#### [THE REQUEST]
Rewrite the rows starting with the line that contains "the dark grey" and going on through the line that contains "Target: antique wooden chest of drawers", changing "lesson" to "exercise" and leaving everything else the same.

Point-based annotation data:

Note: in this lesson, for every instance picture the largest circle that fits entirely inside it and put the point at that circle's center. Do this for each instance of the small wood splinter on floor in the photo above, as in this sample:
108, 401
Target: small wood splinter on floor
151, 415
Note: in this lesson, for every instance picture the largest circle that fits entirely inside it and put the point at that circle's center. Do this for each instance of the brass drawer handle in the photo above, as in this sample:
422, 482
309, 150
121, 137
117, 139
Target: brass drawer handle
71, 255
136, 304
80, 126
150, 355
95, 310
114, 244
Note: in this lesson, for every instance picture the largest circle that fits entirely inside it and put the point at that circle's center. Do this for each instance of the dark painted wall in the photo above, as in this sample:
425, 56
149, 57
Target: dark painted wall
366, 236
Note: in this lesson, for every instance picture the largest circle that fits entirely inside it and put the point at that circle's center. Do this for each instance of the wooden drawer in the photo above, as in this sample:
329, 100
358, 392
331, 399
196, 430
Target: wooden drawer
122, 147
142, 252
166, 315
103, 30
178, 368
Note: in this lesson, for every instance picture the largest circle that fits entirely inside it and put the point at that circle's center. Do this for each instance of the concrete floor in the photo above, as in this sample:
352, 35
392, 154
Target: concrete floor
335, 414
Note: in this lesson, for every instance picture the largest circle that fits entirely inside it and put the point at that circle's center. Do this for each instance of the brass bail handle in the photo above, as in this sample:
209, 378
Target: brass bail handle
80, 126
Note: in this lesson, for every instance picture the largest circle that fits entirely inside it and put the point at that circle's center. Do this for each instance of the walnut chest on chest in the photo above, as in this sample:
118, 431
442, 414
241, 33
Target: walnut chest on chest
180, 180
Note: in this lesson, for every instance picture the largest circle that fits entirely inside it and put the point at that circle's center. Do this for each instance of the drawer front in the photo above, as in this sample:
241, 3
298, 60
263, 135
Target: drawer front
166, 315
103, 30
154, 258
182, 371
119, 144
--
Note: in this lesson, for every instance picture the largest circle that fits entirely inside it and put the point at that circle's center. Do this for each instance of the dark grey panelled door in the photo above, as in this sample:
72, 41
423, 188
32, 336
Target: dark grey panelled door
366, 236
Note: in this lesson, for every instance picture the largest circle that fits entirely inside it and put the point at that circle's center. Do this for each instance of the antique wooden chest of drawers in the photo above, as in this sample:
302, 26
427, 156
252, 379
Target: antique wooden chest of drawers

#### [RESPONSE TO THE TASK]
Note: in this exercise, for every instance picture the largest circle that fits entirely inside it and put the point at that circle's center. Do this for each instance of the dark grey panelled door in the photo above, as in this sample:
72, 41
423, 188
32, 336
Target: dark grey panelled door
366, 236
Note: in this exercise, for every instance picture the largest circle that fits entirely inside it and put the point at that circle's center. Do this for each instance of the antique wooden chest of drawers in the photo above, as in this sample:
302, 26
427, 156
252, 379
Target: antique wooden chest of drawers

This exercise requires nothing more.